**TASK ITEM**
Every entry must be duplicated word for word.
--- ENTRIES SUPPLIED ---
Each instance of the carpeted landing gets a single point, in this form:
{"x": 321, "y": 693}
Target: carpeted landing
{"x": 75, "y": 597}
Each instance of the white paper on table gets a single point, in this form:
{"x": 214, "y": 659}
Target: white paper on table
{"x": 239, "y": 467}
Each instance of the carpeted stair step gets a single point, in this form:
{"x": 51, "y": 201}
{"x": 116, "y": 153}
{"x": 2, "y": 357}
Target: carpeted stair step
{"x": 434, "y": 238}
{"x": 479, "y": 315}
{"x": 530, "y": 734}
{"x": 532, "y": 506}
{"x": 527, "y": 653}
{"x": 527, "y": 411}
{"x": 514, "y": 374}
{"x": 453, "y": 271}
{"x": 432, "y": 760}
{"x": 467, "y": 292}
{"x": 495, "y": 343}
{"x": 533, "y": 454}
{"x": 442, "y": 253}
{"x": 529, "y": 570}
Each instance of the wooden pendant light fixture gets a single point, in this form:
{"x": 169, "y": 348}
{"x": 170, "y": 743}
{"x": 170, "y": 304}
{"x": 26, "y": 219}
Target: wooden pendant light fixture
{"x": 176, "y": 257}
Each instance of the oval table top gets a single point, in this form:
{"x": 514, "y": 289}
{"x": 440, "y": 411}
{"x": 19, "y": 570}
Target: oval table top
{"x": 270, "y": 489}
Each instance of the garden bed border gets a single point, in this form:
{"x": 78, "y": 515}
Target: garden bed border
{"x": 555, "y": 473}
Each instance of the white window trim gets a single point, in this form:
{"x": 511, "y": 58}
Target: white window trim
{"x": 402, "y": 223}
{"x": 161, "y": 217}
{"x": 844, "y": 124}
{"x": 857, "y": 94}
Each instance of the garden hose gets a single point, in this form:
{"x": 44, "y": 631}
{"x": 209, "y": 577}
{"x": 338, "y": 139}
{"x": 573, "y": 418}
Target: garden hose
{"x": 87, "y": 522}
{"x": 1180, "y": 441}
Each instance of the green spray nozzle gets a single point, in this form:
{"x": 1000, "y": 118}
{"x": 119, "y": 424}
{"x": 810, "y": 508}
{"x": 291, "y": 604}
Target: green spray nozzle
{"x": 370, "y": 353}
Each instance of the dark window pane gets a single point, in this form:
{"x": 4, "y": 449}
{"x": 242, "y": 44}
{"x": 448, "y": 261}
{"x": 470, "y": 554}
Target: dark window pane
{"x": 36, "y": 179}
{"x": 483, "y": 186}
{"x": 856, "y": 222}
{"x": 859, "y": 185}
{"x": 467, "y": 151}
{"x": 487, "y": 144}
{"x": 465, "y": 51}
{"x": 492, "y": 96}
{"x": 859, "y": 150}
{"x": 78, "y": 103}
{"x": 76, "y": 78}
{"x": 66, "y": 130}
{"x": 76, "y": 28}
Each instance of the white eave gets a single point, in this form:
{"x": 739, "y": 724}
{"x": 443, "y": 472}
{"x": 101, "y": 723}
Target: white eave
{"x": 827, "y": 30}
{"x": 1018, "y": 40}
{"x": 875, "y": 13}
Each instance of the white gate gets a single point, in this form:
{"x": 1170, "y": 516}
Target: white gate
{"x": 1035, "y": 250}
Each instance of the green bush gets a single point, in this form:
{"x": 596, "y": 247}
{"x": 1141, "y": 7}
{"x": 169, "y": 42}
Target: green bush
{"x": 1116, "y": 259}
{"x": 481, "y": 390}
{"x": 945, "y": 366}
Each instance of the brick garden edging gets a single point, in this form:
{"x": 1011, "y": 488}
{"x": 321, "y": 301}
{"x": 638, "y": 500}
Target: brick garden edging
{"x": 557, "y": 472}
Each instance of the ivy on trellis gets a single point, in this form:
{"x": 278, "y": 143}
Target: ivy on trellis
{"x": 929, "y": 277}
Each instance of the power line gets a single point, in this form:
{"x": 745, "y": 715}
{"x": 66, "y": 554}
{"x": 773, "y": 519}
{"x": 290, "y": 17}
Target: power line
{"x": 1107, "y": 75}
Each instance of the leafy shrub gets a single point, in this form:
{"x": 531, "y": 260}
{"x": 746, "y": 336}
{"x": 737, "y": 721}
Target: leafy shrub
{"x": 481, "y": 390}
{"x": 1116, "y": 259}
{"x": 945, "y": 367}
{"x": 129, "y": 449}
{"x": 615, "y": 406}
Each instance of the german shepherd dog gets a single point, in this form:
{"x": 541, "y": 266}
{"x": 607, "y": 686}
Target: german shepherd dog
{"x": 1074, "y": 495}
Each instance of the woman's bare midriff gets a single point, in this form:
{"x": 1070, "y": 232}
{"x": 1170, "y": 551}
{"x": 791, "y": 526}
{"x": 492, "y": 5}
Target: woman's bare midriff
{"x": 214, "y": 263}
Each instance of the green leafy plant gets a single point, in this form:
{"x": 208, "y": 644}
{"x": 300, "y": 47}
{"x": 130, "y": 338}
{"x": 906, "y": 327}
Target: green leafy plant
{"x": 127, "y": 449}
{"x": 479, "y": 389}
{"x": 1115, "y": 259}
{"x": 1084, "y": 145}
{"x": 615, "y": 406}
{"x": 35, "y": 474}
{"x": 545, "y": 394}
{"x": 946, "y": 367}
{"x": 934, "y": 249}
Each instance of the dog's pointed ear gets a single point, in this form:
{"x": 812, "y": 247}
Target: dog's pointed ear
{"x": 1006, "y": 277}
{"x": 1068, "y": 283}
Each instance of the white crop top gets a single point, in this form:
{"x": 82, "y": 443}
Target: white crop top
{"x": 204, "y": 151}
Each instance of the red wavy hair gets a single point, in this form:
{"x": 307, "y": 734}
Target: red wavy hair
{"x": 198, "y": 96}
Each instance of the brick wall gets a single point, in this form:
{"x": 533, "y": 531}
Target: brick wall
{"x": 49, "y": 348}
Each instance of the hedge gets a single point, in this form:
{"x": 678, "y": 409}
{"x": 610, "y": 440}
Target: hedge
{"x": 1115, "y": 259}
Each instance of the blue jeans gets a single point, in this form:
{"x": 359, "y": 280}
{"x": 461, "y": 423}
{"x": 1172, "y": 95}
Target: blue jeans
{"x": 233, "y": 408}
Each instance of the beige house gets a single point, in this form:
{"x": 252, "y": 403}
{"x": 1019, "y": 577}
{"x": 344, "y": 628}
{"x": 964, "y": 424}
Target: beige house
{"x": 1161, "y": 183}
---
**EXERCISE SOLUTION**
Each instance of the carpeted landing gets a single point, in this form:
{"x": 321, "y": 693}
Target: carpeted landing
{"x": 75, "y": 597}
Each instance of the white paper on table gets a single point, in this form:
{"x": 214, "y": 659}
Target: white paper on table
{"x": 239, "y": 467}
Each instance of the carpeted stair step gets a single point, in this form:
{"x": 51, "y": 201}
{"x": 116, "y": 153}
{"x": 2, "y": 357}
Target: carpeted stair step
{"x": 434, "y": 238}
{"x": 479, "y": 315}
{"x": 530, "y": 734}
{"x": 532, "y": 506}
{"x": 527, "y": 653}
{"x": 527, "y": 411}
{"x": 514, "y": 374}
{"x": 453, "y": 271}
{"x": 432, "y": 760}
{"x": 467, "y": 292}
{"x": 495, "y": 343}
{"x": 533, "y": 454}
{"x": 442, "y": 253}
{"x": 529, "y": 570}
Each instance of the wooden pendant light fixture gets a single point, in this form:
{"x": 169, "y": 348}
{"x": 170, "y": 743}
{"x": 170, "y": 304}
{"x": 26, "y": 219}
Target: wooden pendant light fixture
{"x": 176, "y": 257}
Each instance of the oval table top gets a single point, in this form:
{"x": 514, "y": 289}
{"x": 440, "y": 411}
{"x": 19, "y": 570}
Target: oval table top
{"x": 270, "y": 489}
Each instance of the garden bed border gets a single point, in this form:
{"x": 78, "y": 515}
Target: garden bed border
{"x": 555, "y": 473}
Each instance of the white window trim gets a single point, in this form:
{"x": 511, "y": 58}
Target: white window trim
{"x": 402, "y": 223}
{"x": 161, "y": 217}
{"x": 844, "y": 124}
{"x": 857, "y": 94}
Each instance of the garden hose gets a single point, in this form:
{"x": 44, "y": 631}
{"x": 209, "y": 577}
{"x": 338, "y": 139}
{"x": 573, "y": 418}
Target: garden hose
{"x": 87, "y": 522}
{"x": 1180, "y": 441}
Each instance of the green spray nozzle gets a single point, in this form:
{"x": 1000, "y": 118}
{"x": 119, "y": 424}
{"x": 810, "y": 508}
{"x": 291, "y": 604}
Target: green spray nozzle
{"x": 370, "y": 353}
Each instance of the dark window pane gets a single point, in this form:
{"x": 4, "y": 449}
{"x": 242, "y": 44}
{"x": 448, "y": 261}
{"x": 470, "y": 554}
Target: dark window pane
{"x": 36, "y": 179}
{"x": 483, "y": 186}
{"x": 856, "y": 222}
{"x": 859, "y": 185}
{"x": 467, "y": 151}
{"x": 487, "y": 144}
{"x": 465, "y": 51}
{"x": 492, "y": 96}
{"x": 859, "y": 150}
{"x": 78, "y": 103}
{"x": 76, "y": 78}
{"x": 66, "y": 130}
{"x": 76, "y": 28}
Each instance of the white eave gets a single point, in this form:
{"x": 739, "y": 724}
{"x": 443, "y": 472}
{"x": 101, "y": 723}
Target: white eave
{"x": 827, "y": 30}
{"x": 1018, "y": 40}
{"x": 875, "y": 13}
Each instance of the white gate gets a single point, in this form:
{"x": 1170, "y": 516}
Target: white gate
{"x": 1035, "y": 250}
Each instance of the green bush gets a single point, in this form:
{"x": 596, "y": 247}
{"x": 1141, "y": 7}
{"x": 169, "y": 42}
Target: green bush
{"x": 1116, "y": 259}
{"x": 481, "y": 390}
{"x": 945, "y": 366}
Each instance of the brick garden edging gets a single point, in this form:
{"x": 1011, "y": 488}
{"x": 321, "y": 301}
{"x": 638, "y": 500}
Target: brick garden edging
{"x": 557, "y": 472}
Each instance of the ivy on trellis gets a single point, in this form:
{"x": 278, "y": 143}
Target: ivy on trellis
{"x": 929, "y": 277}
Each instance of the power line gets a single point, in this form:
{"x": 745, "y": 715}
{"x": 66, "y": 554}
{"x": 773, "y": 519}
{"x": 290, "y": 17}
Target: power line
{"x": 1107, "y": 75}
Each instance of the leafy shrub gets a single point, in this form:
{"x": 531, "y": 260}
{"x": 746, "y": 336}
{"x": 737, "y": 721}
Target: leafy shrub
{"x": 481, "y": 390}
{"x": 1116, "y": 259}
{"x": 945, "y": 367}
{"x": 129, "y": 449}
{"x": 615, "y": 406}
Each instance of the german shepherd dog gets a single point, in this form:
{"x": 541, "y": 266}
{"x": 607, "y": 686}
Target: german shepherd dog
{"x": 1074, "y": 495}
Each instance of the woman's bare midriff gets a single point, in this form:
{"x": 1070, "y": 232}
{"x": 1170, "y": 551}
{"x": 791, "y": 526}
{"x": 492, "y": 5}
Target: woman's bare midriff
{"x": 214, "y": 263}
Each instance of the green leafy plant gets a single point, in this form:
{"x": 208, "y": 644}
{"x": 300, "y": 47}
{"x": 130, "y": 338}
{"x": 906, "y": 327}
Target: green leafy plant
{"x": 127, "y": 449}
{"x": 479, "y": 389}
{"x": 1115, "y": 259}
{"x": 1084, "y": 145}
{"x": 615, "y": 406}
{"x": 35, "y": 474}
{"x": 545, "y": 394}
{"x": 946, "y": 367}
{"x": 934, "y": 249}
Each instance of the dog's pointed ear gets a single point, in this form:
{"x": 812, "y": 247}
Target: dog's pointed ear
{"x": 1006, "y": 277}
{"x": 1068, "y": 283}
Each instance of the white crop top gets a single point, in this form:
{"x": 82, "y": 443}
Target: white crop top
{"x": 204, "y": 151}
Each instance of the red wavy hair gets a single point, in this form:
{"x": 307, "y": 734}
Target: red wavy hair
{"x": 198, "y": 96}
Each instance of the brick wall gets a single point, in this form:
{"x": 533, "y": 531}
Target: brick wall
{"x": 49, "y": 348}
Each instance of the hedge gets a single point, in this form:
{"x": 678, "y": 409}
{"x": 610, "y": 440}
Target: hedge
{"x": 1115, "y": 259}
Each instance of the blue jeans gets a single point, in this form:
{"x": 359, "y": 280}
{"x": 461, "y": 423}
{"x": 1172, "y": 95}
Target: blue jeans
{"x": 233, "y": 408}
Each instance of the beige house gets a single point, in this form:
{"x": 252, "y": 403}
{"x": 1019, "y": 577}
{"x": 344, "y": 628}
{"x": 964, "y": 424}
Target: beige house
{"x": 1161, "y": 183}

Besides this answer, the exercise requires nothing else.